◆ REQUEST ◆
Render every non-blank line of the rows below as a Markdown table with two columns, Position for its running number and Text for the line itself. Skip blank lines and leave out the pictures.

◆ ENTRIES SUPPLIED ◆
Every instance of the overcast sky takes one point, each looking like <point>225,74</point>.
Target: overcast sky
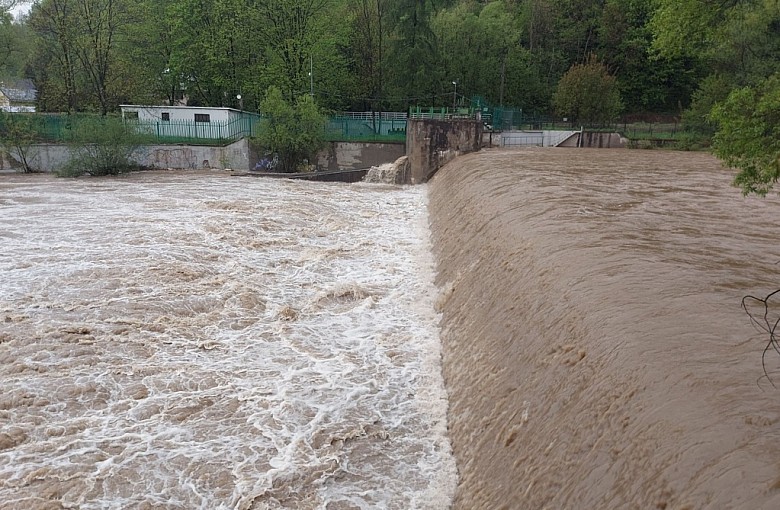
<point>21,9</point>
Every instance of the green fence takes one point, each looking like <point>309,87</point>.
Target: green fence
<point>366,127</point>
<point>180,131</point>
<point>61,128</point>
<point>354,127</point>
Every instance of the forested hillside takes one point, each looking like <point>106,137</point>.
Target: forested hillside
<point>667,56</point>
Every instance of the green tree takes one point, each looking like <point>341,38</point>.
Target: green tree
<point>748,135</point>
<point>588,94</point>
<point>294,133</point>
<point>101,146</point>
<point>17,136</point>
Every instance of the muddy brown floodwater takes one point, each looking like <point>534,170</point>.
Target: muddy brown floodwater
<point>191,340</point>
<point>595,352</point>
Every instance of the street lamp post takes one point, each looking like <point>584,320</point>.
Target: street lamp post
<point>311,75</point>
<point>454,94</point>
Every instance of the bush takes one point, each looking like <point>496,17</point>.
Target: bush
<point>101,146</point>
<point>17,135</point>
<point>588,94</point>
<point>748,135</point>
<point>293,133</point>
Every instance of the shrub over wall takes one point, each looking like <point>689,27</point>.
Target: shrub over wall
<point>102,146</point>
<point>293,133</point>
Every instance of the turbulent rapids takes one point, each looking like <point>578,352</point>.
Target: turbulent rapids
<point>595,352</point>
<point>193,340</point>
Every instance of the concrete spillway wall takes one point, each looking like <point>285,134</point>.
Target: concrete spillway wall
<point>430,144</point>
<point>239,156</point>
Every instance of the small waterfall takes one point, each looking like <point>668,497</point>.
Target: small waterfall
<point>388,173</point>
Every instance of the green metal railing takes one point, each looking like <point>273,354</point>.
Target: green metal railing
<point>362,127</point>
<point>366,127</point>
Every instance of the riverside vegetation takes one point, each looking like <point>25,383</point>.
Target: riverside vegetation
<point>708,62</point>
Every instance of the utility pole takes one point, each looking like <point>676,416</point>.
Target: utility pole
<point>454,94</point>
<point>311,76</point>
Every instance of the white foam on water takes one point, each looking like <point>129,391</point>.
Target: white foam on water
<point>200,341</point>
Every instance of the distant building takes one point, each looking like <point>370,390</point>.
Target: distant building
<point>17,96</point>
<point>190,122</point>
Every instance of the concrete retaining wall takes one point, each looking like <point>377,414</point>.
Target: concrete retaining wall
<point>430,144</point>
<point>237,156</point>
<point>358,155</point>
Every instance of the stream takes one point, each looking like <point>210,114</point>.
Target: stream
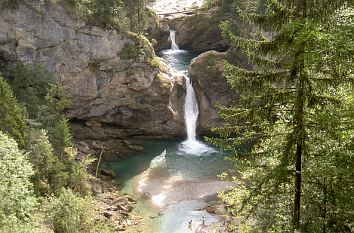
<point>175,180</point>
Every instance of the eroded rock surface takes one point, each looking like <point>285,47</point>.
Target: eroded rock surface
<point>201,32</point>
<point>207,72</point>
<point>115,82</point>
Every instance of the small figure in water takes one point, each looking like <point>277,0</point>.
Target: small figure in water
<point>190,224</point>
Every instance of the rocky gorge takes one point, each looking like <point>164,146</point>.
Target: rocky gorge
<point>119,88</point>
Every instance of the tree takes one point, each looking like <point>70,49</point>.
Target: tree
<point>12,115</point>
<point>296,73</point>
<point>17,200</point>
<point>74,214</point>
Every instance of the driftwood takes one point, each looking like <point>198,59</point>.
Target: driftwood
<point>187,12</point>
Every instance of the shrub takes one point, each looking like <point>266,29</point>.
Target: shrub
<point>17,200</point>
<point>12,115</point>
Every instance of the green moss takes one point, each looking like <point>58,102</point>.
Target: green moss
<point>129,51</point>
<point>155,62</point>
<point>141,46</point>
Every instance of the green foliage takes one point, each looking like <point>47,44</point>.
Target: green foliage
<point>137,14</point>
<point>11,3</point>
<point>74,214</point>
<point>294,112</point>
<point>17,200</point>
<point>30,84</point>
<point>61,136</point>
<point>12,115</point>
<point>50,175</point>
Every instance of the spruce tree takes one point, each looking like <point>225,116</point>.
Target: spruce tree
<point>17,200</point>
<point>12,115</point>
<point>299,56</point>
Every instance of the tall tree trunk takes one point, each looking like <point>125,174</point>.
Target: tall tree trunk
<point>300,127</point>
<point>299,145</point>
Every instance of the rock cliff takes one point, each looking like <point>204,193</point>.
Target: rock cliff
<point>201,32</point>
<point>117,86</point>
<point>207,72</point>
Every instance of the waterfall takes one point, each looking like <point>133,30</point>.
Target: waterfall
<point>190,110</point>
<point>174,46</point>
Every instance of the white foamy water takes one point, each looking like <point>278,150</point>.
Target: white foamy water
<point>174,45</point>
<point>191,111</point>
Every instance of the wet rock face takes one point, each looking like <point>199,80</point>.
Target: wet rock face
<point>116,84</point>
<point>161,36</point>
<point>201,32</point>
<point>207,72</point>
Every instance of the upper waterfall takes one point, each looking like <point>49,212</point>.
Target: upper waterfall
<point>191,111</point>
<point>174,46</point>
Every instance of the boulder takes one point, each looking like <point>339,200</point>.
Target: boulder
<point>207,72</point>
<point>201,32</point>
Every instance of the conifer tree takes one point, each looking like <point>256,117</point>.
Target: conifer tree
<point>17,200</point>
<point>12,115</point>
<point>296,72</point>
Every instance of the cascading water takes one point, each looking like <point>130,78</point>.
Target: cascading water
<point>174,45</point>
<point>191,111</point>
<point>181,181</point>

◆ SOLUTION ◆
| Position | Text |
|---|---|
| 1 | Every instance of the overcast sky takes one point, each looking like <point>225,74</point>. |
| 2 | Target: overcast sky |
| 3 | <point>21,9</point> |
| 4 | Every instance of the green fence takes one point, each looking like <point>309,87</point>. |
| 5 | Target: green fence |
| 6 | <point>366,127</point> |
| 7 | <point>180,131</point> |
| 8 | <point>61,128</point> |
| 9 | <point>354,127</point> |
| 10 | Every instance of the forested hillside takes one point, each looking like <point>106,137</point>. |
| 11 | Target: forested hillside |
| 12 | <point>667,56</point> |
| 13 | Every instance of the green tree takes one point, each looking like <point>341,38</point>. |
| 14 | Target: green tree |
| 15 | <point>748,135</point> |
| 16 | <point>588,94</point> |
| 17 | <point>294,133</point> |
| 18 | <point>101,146</point> |
| 19 | <point>17,136</point> |
| 20 | Every instance of the muddy brown floodwater takes one point, each looking like <point>534,170</point>. |
| 21 | Target: muddy brown floodwater |
| 22 | <point>191,340</point> |
| 23 | <point>595,352</point> |
| 24 | Every instance of the street lamp post takes one point, each looking like <point>584,320</point>. |
| 25 | Target: street lamp post |
| 26 | <point>311,75</point> |
| 27 | <point>454,94</point> |
| 28 | Every instance of the bush takes one point, each looking like <point>496,17</point>. |
| 29 | Target: bush |
| 30 | <point>101,146</point> |
| 31 | <point>17,135</point> |
| 32 | <point>588,94</point> |
| 33 | <point>748,135</point> |
| 34 | <point>293,133</point> |
| 35 | Every instance of the shrub over wall takes one point, each looking like <point>689,27</point>. |
| 36 | Target: shrub over wall |
| 37 | <point>102,146</point> |
| 38 | <point>293,133</point> |
| 39 | Every instance of the turbulent rapids takes one point, each looking like <point>578,352</point>. |
| 40 | Target: turbulent rapids |
| 41 | <point>595,352</point> |
| 42 | <point>193,340</point> |
| 43 | Every instance of the concrete spillway wall takes one point, each looking like <point>285,134</point>. |
| 44 | Target: concrete spillway wall |
| 45 | <point>430,144</point> |
| 46 | <point>239,156</point> |
| 47 | Every instance of the small waterfall takes one point, each looking like <point>668,497</point>. |
| 48 | Target: small waterfall |
| 49 | <point>388,173</point> |
| 50 | Every instance of the green metal railing takes one point, each looking like <point>273,354</point>. |
| 51 | Target: green metal railing |
| 52 | <point>362,127</point> |
| 53 | <point>366,127</point> |
| 54 | Every instance of the riverside vegetation takes one point, each looking like <point>25,383</point>. |
| 55 | Target: riverside vegetation |
| 56 | <point>708,62</point> |
| 57 | Every instance of the utility pole takes one point, each looking like <point>676,416</point>. |
| 58 | Target: utility pole |
| 59 | <point>454,94</point> |
| 60 | <point>311,76</point> |
| 61 | Every instance of the white foam on water takes one point, each looking like <point>129,391</point>. |
| 62 | Target: white foam on water |
| 63 | <point>200,341</point> |
| 64 | Every instance of the distant building takes one point, each looking like <point>370,390</point>. |
| 65 | Target: distant building |
| 66 | <point>17,96</point> |
| 67 | <point>190,122</point> |
| 68 | Every instance of the concrete retaining wall takes one point, each looking like <point>377,414</point>. |
| 69 | Target: concrete retaining wall |
| 70 | <point>430,144</point> |
| 71 | <point>237,156</point> |
| 72 | <point>358,155</point> |
| 73 | Every instance of the stream takes one point, each looking like <point>210,114</point>. |
| 74 | Target: stream |
| 75 | <point>175,180</point> |
| 76 | Every instance of the eroded rock surface takes one point, each looking like <point>285,47</point>. |
| 77 | Target: eroded rock surface |
| 78 | <point>201,32</point> |
| 79 | <point>207,72</point> |
| 80 | <point>115,82</point> |
| 81 | Every instance of the small figure in water takes one point, each looking like <point>277,0</point>. |
| 82 | Target: small figure in water |
| 83 | <point>190,224</point> |
| 84 | Every instance of the rocky gorge takes one point, each looking like <point>164,146</point>. |
| 85 | Target: rocky gorge |
| 86 | <point>119,88</point> |
| 87 | Every instance of the tree takes one point, each looking like <point>70,49</point>. |
| 88 | Target: tree |
| 89 | <point>12,115</point> |
| 90 | <point>296,73</point> |
| 91 | <point>17,200</point> |
| 92 | <point>74,214</point> |
| 93 | Every instance of the driftwood takes one point, each looking like <point>198,59</point>. |
| 94 | Target: driftwood |
| 95 | <point>187,12</point> |
| 96 | Every instance of the shrub takes one point, each looking like <point>266,29</point>. |
| 97 | Target: shrub |
| 98 | <point>17,200</point> |
| 99 | <point>12,115</point> |
| 100 | Every instance of the green moss takes one point, each looking like <point>58,102</point>. |
| 101 | Target: green moss |
| 102 | <point>129,51</point> |
| 103 | <point>155,62</point> |
| 104 | <point>141,46</point> |
| 105 | Every instance of the green foliage takes one point, each looking like <point>47,44</point>. |
| 106 | Target: green foliage |
| 107 | <point>137,14</point> |
| 108 | <point>11,3</point> |
| 109 | <point>74,214</point> |
| 110 | <point>294,112</point> |
| 111 | <point>17,200</point> |
| 112 | <point>30,84</point> |
| 113 | <point>61,136</point> |
| 114 | <point>12,115</point> |
| 115 | <point>50,175</point> |
| 116 | Every instance of the spruce tree takes one point, each looking like <point>225,116</point>. |
| 117 | Target: spruce tree |
| 118 | <point>17,200</point> |
| 119 | <point>12,115</point> |
| 120 | <point>299,56</point> |
| 121 | Every instance of the tall tree trunk takes one point, each looking like <point>125,174</point>. |
| 122 | Target: tall tree trunk |
| 123 | <point>300,127</point> |
| 124 | <point>299,145</point> |
| 125 | Every instance of the rock cliff takes one point, each looking like <point>204,193</point>. |
| 126 | Target: rock cliff |
| 127 | <point>201,32</point> |
| 128 | <point>117,86</point> |
| 129 | <point>207,72</point> |
| 130 | Every instance of the waterfall takes one point, each looking like <point>133,30</point>. |
| 131 | Target: waterfall |
| 132 | <point>190,110</point> |
| 133 | <point>174,46</point> |
| 134 | Every instance of the white foamy water takes one point, each looking like <point>278,150</point>. |
| 135 | Target: white foamy water |
| 136 | <point>174,45</point> |
| 137 | <point>191,111</point> |
| 138 | Every instance of the wet rock face takes one point, each looking like <point>199,80</point>. |
| 139 | Target: wet rock face |
| 140 | <point>116,84</point> |
| 141 | <point>161,36</point> |
| 142 | <point>201,32</point> |
| 143 | <point>207,72</point> |
| 144 | Every instance of the upper waterfall takes one point, each looking like <point>49,212</point>. |
| 145 | Target: upper waterfall |
| 146 | <point>191,111</point> |
| 147 | <point>174,46</point> |
| 148 | Every instance of the boulder takes one point, each looking like <point>339,200</point>. |
| 149 | Target: boulder |
| 150 | <point>207,72</point> |
| 151 | <point>201,32</point> |
| 152 | Every instance of the conifer tree takes one point, each looking like <point>256,117</point>. |
| 153 | Target: conifer tree |
| 154 | <point>17,200</point> |
| 155 | <point>12,115</point> |
| 156 | <point>296,72</point> |
| 157 | Every instance of the cascading water takes one point, each looking like <point>130,78</point>. |
| 158 | Target: cascading water |
| 159 | <point>174,45</point> |
| 160 | <point>191,111</point> |
| 161 | <point>181,181</point> |